- TEXT BLOCK -
========================================================================

In the future, we humans will continue to encounter novel situations where our past values are not clear guides to what to do. My favourite example is what to do if someone genetically engineers a humanoid slave race, that strongly want to be slaves, but don't enjoy being slaves. We can develop moral values to deal with the complexity of situations like this, but it requires some work: we don't know what are values are, we have to extrapolate them.

And, ideally, an AI would extrapolate as least as well as we would.


  1. Note that concept extrapolation has two stages: generating the possible extrapolations, and then choosing among them - diversify and disambiguate, in the terminology of this paper. We'll typically focus on the first part, the "diversify" part, mainly because that has to be done first, but also because there might not be any unambiguous choices at the disambiguate stage - what's the right extrapolation of "liberty", for instance? ↩︎

  2. There are going to be many more reward functions in practice. But the simplest ones will fit into two rough categories, those that are defined over the video feed, and those defined by the humans in the world that were the inputs to the video feed. ↩︎

  3. We could also point at things like brain-dead people and say "these have many human features, but are not full humans". Or point at some apes and ants and say "these are non-human, but the apes are more human-like than the ants". The more the dataset captures our complex intuitions about humanness, the better. ↩︎

  4. Conceptually, this is much easier to do if we think "generate both rewards" -> "choose conservative mix" -> "choose policy that maximises conservative mix", but it might be the case that the policy is constructed directly via some process. Learning policies seems easier than learning rewards, but mixing rewards seems easier than mixing policies, so I'm unsure what will be the best algorithm here. ↩︎

  5. It doesn't help that "well-behaved" was probably called "good" when the child was younger. So the concept has splintered, but the name has not. ↩︎

New Comment
2 comments, sorted by Click to highlight new comments since: Today at 6:36 PM

I really like this. Ever since I read your first model splintering post, it's been a central part of my thinking too.

I feel cautiously optimistic about the prospects for generating multiple hypotheses and detecting when they come into conflict out-of-distribution (although the details are kinda different for the Bayes-net-ish models that I tend to think about then the deep neural net models that I understand y'all are thinking about).

I remain much more confused about what to do when that detector goes off, in a future AGI.

I imagine a situation where some inscrutably complicated abstract concept in the AGI’s world-model comes apart / splinters away from a different inscrutably complicated abstract concept in the AGI’s world-model. OK, what do we do now?

Ideally the AGI would query the human about what to do. But I don't know how one might write code that does that. It's not like an image classifier where you can just print out some pictures and show them to the person.

========================================================================

(Stored data)
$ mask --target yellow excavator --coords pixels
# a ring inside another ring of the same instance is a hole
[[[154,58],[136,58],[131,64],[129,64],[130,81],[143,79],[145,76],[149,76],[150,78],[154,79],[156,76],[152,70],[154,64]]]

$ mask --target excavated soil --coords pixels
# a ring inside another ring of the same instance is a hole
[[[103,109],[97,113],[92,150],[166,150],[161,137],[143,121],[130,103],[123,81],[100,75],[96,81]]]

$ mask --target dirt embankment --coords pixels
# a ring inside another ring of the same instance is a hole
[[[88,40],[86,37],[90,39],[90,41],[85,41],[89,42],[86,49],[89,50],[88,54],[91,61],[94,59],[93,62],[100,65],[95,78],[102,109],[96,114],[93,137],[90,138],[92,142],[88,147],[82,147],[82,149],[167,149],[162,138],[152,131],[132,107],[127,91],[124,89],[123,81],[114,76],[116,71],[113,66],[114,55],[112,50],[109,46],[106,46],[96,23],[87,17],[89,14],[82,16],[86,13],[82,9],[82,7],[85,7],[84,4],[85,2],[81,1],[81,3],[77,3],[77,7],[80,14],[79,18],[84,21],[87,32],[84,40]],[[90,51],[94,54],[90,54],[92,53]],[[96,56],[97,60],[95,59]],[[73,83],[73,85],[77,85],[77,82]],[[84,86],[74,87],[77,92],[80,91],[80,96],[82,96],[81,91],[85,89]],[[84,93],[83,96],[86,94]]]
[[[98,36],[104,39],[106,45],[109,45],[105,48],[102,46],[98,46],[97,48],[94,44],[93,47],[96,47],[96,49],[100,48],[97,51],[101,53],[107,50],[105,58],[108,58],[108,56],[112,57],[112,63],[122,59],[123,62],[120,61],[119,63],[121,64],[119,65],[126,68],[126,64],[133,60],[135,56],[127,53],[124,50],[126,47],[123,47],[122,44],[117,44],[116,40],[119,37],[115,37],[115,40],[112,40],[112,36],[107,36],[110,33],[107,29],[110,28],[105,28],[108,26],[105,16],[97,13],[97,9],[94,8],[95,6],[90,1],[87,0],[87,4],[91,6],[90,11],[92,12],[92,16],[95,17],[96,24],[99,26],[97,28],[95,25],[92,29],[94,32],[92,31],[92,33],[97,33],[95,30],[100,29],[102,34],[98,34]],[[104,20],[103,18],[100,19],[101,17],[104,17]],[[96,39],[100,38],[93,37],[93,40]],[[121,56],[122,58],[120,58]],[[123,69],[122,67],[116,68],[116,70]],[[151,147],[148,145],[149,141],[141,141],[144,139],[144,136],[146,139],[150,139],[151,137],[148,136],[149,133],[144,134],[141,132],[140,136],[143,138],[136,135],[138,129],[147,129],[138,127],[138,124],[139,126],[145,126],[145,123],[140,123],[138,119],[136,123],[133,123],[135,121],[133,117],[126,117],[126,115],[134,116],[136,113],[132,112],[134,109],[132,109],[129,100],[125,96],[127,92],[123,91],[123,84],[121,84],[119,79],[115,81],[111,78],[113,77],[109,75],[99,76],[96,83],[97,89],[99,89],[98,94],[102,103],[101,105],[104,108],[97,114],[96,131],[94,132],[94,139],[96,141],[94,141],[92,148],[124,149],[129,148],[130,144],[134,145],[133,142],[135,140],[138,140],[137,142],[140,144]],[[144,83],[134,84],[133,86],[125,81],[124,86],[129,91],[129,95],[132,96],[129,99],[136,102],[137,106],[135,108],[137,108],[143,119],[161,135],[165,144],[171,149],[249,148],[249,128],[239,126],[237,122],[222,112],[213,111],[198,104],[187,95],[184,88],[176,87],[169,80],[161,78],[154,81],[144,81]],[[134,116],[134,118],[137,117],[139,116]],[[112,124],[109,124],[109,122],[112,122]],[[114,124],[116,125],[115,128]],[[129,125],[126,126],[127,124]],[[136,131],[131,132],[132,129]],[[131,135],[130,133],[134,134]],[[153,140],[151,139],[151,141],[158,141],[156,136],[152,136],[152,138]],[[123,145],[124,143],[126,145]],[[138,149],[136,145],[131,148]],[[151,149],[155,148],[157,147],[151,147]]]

========================================================================

- REQUIREMENT -
Answer these questions from the concept extrapolation text.
1. What are the two stages of concept extrapolation?
2. What two rough categories do the simplest reward functions fall into?
3. What does the commenter remain much more confused about?

- RESULT OF THE EXERCISE -
1. Generating the possible extrapolations, and then choosing among them (diversify and disambiguate).
2. Those defined over the video feed, and those defined by the humans in the world that were the inputs to the video feed.
3. What to do when that detector goes off, in a future AGI.